▶ **Task item**
Copy the lines from the start of the records below through the line containing "Could you kindly pick out the small", both included, and leave out the pictures.

# # # # #

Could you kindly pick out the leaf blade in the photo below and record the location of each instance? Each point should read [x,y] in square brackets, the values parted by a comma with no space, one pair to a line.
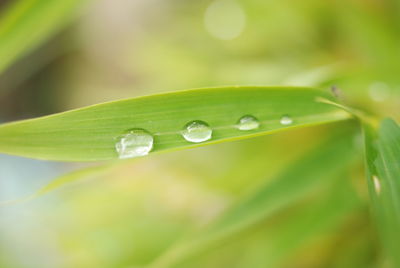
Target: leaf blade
[333,157]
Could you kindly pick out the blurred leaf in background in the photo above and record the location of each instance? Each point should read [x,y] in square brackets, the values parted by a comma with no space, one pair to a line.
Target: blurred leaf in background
[59,55]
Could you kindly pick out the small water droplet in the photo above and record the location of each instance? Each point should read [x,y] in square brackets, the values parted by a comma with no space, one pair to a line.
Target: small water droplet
[377,184]
[248,122]
[135,142]
[197,131]
[286,120]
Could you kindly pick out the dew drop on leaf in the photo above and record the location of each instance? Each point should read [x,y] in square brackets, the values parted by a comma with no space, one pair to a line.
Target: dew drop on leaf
[135,142]
[197,131]
[377,184]
[286,120]
[248,122]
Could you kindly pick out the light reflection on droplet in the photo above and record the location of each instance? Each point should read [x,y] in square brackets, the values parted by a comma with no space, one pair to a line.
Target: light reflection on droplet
[248,122]
[134,143]
[286,120]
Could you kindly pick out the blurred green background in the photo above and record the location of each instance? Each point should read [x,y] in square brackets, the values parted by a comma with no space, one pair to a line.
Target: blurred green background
[115,49]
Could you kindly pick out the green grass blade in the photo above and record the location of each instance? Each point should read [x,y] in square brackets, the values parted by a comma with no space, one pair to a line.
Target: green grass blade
[296,182]
[383,170]
[27,23]
[90,133]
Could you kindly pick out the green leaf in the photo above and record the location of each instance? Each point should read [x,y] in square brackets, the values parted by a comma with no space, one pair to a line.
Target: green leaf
[90,133]
[383,174]
[66,179]
[27,23]
[304,177]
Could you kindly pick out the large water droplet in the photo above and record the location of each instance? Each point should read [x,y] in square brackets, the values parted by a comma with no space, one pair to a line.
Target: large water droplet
[286,120]
[135,142]
[248,122]
[197,131]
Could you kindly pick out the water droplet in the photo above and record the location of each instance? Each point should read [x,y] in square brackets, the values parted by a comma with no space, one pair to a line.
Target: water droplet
[197,131]
[377,184]
[248,122]
[286,120]
[135,142]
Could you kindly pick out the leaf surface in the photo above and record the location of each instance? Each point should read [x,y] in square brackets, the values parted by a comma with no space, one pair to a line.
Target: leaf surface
[27,23]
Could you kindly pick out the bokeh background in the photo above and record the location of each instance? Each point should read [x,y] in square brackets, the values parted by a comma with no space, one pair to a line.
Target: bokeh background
[115,49]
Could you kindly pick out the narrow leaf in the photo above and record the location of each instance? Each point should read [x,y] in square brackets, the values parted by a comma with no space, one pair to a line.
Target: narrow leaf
[91,133]
[295,183]
[27,23]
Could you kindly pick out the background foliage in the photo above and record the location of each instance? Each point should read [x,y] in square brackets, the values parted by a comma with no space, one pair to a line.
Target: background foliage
[292,199]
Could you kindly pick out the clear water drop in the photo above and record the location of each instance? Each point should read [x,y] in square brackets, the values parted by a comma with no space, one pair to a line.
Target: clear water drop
[377,184]
[197,131]
[248,122]
[135,142]
[286,120]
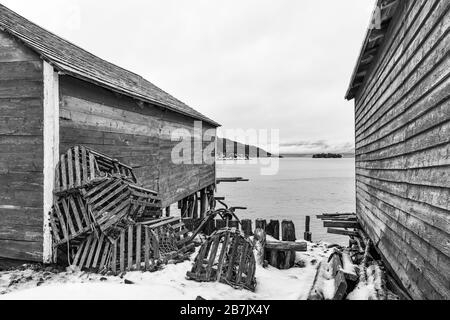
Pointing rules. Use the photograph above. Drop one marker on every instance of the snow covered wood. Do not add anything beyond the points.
(227, 257)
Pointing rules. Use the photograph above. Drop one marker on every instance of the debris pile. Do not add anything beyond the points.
(354, 273)
(103, 221)
(227, 257)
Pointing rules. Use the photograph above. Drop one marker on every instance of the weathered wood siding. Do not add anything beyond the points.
(403, 148)
(138, 135)
(21, 151)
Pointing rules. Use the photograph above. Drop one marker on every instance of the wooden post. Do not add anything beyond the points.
(203, 203)
(260, 244)
(273, 229)
(210, 227)
(246, 226)
(308, 234)
(50, 152)
(233, 224)
(288, 234)
(261, 224)
(195, 205)
(288, 230)
(220, 224)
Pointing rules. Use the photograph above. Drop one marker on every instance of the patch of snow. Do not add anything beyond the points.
(170, 283)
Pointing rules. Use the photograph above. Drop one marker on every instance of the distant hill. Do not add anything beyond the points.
(230, 149)
(310, 155)
(327, 156)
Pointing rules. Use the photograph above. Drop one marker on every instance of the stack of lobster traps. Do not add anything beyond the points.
(103, 221)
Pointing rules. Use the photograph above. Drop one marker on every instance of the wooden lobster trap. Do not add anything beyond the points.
(138, 247)
(109, 206)
(70, 218)
(227, 257)
(80, 167)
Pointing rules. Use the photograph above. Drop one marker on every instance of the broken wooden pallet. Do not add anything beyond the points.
(341, 223)
(80, 167)
(227, 257)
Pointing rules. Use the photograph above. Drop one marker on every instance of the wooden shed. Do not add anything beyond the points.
(54, 95)
(401, 90)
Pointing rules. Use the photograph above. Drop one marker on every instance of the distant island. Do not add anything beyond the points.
(232, 150)
(327, 156)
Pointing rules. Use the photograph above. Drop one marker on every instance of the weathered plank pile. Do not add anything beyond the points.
(279, 254)
(357, 265)
(227, 257)
(102, 221)
(341, 223)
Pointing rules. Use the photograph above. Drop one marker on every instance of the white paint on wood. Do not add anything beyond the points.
(51, 150)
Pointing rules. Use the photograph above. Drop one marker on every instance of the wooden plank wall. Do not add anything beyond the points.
(403, 149)
(21, 151)
(138, 135)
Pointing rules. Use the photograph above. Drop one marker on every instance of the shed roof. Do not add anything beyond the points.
(379, 24)
(72, 60)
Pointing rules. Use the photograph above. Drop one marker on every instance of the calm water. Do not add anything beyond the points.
(302, 187)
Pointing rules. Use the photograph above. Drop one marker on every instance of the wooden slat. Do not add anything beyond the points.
(83, 211)
(342, 232)
(212, 256)
(75, 213)
(105, 191)
(68, 217)
(78, 254)
(61, 220)
(242, 262)
(147, 248)
(232, 258)
(130, 247)
(77, 166)
(122, 251)
(99, 250)
(138, 246)
(91, 253)
(114, 258)
(106, 252)
(86, 251)
(70, 168)
(63, 171)
(155, 244)
(84, 166)
(112, 194)
(92, 166)
(341, 224)
(55, 229)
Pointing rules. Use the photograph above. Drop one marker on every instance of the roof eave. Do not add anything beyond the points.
(389, 8)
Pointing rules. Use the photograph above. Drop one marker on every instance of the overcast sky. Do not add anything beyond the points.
(261, 64)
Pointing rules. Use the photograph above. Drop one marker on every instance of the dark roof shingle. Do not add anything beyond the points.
(79, 63)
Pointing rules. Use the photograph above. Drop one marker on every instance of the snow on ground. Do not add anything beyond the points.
(170, 283)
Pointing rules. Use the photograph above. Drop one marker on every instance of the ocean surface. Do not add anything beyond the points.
(301, 187)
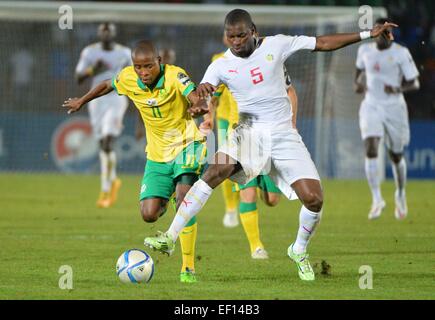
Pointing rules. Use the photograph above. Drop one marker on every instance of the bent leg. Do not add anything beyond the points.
(310, 193)
(152, 208)
(198, 195)
(189, 232)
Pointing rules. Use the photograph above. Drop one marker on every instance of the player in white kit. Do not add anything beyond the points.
(101, 61)
(389, 71)
(265, 139)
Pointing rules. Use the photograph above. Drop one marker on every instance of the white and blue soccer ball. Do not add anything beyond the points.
(135, 266)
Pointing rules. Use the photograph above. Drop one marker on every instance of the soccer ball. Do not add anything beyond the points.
(135, 266)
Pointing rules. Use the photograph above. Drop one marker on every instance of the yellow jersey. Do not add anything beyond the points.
(169, 127)
(227, 107)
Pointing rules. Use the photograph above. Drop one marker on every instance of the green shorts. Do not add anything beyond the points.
(160, 178)
(264, 182)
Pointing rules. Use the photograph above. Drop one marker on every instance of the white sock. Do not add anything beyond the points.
(399, 173)
(308, 221)
(371, 168)
(191, 205)
(104, 162)
(112, 166)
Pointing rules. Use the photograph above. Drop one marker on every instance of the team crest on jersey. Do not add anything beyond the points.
(151, 102)
(163, 93)
(183, 78)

# # # # #

▶ **Output**
Could you kindly pick out the leaf blade in the photo below and record the location of each instance? Each point should read [x,y] in square brackets, the values parted by a comma with no space, one pair to a line.
Target: leaf blade
[333,157]
Could you kindly pick out the blurred leaf in background in the photo above and record the location of each instance? Each point should read [x,y] in square brackets, the values parted by a comma with no space, one pair to a line.
Target: blurred leaf in background
[59,55]
Could you kindly pick out the small water droplet in the photo above and record the location of each instance? Each point should read [x,y] in square brackets, the values parted by a comma with no space, one pair to a line.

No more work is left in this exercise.